Quoted text:
☆ ☆ ☆ ☆ ☆ ☆ ☆
James Ford is an English record producer and songwriter, known for being a member of Simian Mobile Disco and The Last Shadow Puppets as well as his production work with the Arctic Monkeys, Foals, Florence and the Machine, Depeche Mode, Haim, Gorillaz, Klaxons, Jessie Ware, Kylie Minogue and the Pet Shop Boys.

Biography
Ford went to Manchester University, along with other members of Simian.

Ford was a founding member of the group Simian and later a member the spin-off duo Simian Mobile Disco.

He produced the Klaxons album Myths of the Near Future in 2007 which won the Mercury Prize. He also played drums on the album. Also that year, he produced the Arctic Monkeys second album. He has done at least part of the production on each of the band's subsequent albums.  He played guitar on Arctic Monkeys' "Only Ones Who Know".

In 2008, he formed the Last Shadow Puppets with Miles Kane and Alex Turner, as both drummer and producer. Their debut album, The Age of the Understatement, earned the group a Mercury Prize nomination and also charted at No. 1 in the UK. Their second album, Everything You've Come to Expect, was released in 2016. Ford once again produced, also playing drums, percussion and keys. The record earned the group their second UK No. 1.

Ford produced and played keys on Arctic Monkeys' fifth album, AM, released in 2013. His work on the album gained him a further Mercury Prize nomination.

Ford has produced the 14th Depeche Mode album Spirit released on 17 March 2017, as well as the fourth studio album of the UK band Everything Everything under the title A Fever Dream, released on 18 August 2017.

In 2018, Ford co-produced the Arctic Monkeys' 6th studio album Tranquility Base Hotel & Casino, as well as Gorillaz' 6th studio album The Now Now.

On 14 March 2023, it was announced he would be producing Pet Shop Boys' new album.

Discography 
See Discography: Simian & Simian Mobile Disco

Studio albums 
2023 - The Hum (Warp Records)

Production 
Fingathing – And the Big Red Nebula Band (co-producer; 2004)
Garden – Round & Round (2005)
Test Icicles – For Screening Purposes Only (2005)
Absentee – Schmotime (2006)
Duels – The Bright Lights and What I Should Have Learned (2006)
Mystery Jets – Making Dens (2006)
Arctic Monkeys – Favourite Worst Nightmare (co-produced with Mike Crossey; 2007)
The Bumblebeez – Prince Umberto & The Sister of Ill (2007)
Klaxons – Myths of the Near Future (2007)
The Lodger – Grown-Ups (2007)
The Last Shadow Puppets – The Age of the Understatement (2008)
Florence and the Machine – Lungs (4 tracks; co-produced with Paul Epworth, Charlie Hugall, Stephen Mackey and Eg White; 2009)
Peaches – I Feel Cream (2009)
☆ ☆ ☆ ☆ ☆ ☆ ☆
Excerpted records:
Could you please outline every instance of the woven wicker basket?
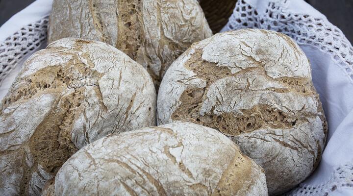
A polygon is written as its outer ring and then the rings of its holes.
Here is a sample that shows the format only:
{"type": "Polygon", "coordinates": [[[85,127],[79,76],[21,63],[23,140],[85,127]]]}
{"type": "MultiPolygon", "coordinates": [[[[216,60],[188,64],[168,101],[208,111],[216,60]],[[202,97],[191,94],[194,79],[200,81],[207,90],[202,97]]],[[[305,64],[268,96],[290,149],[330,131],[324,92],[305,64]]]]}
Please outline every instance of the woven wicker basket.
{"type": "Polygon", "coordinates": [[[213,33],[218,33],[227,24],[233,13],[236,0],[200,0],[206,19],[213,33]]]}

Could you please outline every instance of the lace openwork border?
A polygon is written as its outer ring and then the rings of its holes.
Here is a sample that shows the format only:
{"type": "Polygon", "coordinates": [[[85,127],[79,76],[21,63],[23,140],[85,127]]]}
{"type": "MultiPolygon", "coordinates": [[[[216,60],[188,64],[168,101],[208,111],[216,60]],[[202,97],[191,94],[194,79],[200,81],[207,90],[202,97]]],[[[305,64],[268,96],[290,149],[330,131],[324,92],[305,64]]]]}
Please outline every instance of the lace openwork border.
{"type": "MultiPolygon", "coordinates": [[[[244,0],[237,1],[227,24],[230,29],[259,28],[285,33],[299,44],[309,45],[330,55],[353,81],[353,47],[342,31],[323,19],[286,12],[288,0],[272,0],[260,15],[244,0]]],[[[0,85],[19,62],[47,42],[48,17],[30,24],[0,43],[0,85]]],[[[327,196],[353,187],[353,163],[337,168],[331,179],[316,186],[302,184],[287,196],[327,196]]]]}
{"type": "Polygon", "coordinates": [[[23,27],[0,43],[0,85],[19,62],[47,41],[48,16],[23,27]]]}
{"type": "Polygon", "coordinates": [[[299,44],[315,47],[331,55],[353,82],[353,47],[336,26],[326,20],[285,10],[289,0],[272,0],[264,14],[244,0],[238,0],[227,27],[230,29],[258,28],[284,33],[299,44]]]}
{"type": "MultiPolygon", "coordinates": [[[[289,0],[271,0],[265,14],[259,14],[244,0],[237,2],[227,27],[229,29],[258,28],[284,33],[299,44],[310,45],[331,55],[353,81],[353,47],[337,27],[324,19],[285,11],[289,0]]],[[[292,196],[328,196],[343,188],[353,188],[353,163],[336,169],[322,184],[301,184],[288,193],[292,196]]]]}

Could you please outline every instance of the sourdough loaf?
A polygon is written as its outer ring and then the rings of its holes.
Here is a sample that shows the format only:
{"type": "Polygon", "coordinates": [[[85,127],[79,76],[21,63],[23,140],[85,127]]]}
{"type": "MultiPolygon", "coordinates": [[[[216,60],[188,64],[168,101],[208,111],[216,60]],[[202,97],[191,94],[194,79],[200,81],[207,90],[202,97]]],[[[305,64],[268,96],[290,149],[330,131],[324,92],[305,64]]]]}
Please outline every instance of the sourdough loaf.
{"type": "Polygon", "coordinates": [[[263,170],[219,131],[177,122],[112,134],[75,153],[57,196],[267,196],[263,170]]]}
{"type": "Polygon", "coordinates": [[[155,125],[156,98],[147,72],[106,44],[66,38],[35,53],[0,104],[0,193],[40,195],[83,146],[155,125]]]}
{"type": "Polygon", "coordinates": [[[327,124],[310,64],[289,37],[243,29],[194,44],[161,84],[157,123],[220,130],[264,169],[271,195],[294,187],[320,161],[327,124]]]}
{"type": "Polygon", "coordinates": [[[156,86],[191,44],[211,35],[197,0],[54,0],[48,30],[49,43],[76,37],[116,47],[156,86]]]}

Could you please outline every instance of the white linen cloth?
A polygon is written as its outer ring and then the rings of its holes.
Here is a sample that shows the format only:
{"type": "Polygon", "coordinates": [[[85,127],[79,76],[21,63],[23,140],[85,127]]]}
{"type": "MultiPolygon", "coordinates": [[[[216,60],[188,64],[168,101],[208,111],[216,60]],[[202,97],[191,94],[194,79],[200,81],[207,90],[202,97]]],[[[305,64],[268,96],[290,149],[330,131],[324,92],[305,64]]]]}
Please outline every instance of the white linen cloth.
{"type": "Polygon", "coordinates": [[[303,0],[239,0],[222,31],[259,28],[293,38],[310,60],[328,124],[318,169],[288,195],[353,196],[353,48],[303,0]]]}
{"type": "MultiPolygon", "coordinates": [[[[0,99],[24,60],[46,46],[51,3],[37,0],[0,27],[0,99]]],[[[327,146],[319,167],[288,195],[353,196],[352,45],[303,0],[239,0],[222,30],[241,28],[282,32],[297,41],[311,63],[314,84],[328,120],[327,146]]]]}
☆ ☆ ☆ ☆ ☆ ☆ ☆
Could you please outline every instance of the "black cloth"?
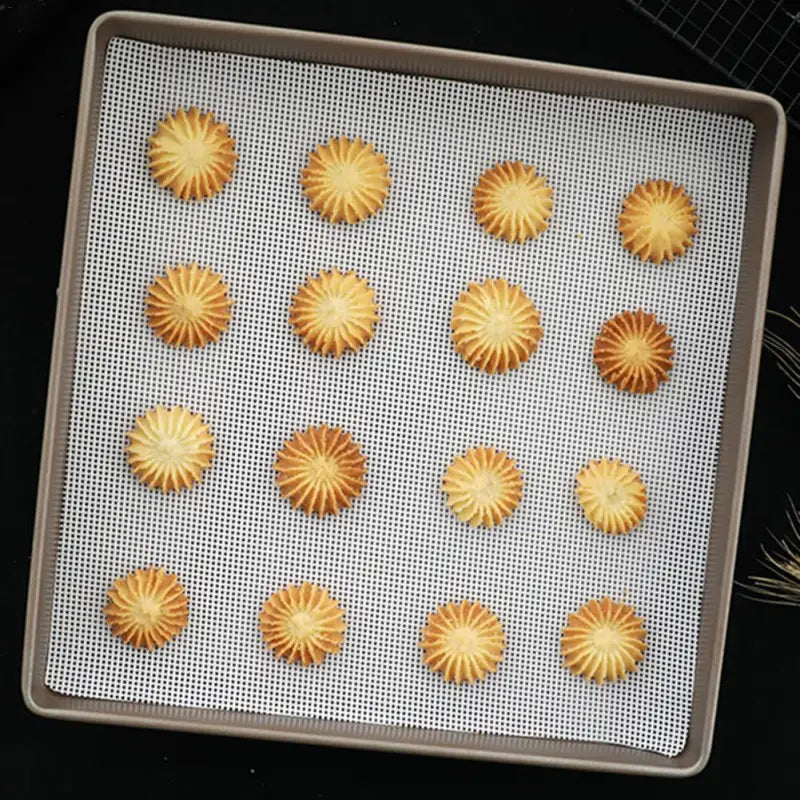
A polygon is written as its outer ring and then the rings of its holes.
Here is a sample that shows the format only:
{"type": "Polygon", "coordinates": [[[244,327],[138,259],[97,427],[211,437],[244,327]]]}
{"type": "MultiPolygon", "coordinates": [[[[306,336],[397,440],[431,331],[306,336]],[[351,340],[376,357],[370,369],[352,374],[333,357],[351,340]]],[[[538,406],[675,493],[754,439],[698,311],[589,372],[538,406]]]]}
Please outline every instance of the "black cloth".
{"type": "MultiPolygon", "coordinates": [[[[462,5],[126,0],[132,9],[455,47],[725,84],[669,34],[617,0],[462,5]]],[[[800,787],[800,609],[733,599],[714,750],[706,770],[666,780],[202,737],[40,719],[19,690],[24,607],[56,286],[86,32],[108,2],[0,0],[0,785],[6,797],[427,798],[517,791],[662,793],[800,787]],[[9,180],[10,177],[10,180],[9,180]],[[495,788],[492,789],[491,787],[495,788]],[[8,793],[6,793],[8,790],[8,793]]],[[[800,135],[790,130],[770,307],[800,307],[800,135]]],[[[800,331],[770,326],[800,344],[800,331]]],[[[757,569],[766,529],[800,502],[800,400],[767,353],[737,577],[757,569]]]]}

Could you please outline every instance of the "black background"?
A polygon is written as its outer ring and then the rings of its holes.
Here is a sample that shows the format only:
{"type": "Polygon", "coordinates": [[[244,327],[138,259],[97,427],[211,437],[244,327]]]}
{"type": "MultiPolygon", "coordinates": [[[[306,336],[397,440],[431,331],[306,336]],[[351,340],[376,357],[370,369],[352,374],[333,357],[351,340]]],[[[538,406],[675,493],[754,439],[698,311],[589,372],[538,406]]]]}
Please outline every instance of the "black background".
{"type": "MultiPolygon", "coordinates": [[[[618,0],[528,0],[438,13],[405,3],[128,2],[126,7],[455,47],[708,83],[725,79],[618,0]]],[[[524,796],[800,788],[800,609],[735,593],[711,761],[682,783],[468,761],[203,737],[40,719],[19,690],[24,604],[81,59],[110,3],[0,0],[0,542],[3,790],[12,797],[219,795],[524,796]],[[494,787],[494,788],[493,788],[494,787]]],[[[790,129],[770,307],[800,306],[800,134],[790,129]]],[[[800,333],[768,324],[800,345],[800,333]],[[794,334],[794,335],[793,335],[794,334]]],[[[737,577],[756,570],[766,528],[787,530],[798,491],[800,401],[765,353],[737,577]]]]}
☆ ☆ ☆ ☆ ☆ ☆ ☆
Short exercise: Could you rewrite the James Ford text from "Arctic Monkeys –" to "Near Future (2007)", changing "Mike Crossey" to "Paul Epworth"?

Written response:
Arctic Monkeys – Favourite Worst Nightmare (co-produced with Paul Epworth; 2007)
The Bumblebeez – Prince Umberto & The Sister of Ill (2007)
Klaxons – Myths of the Near Future (2007)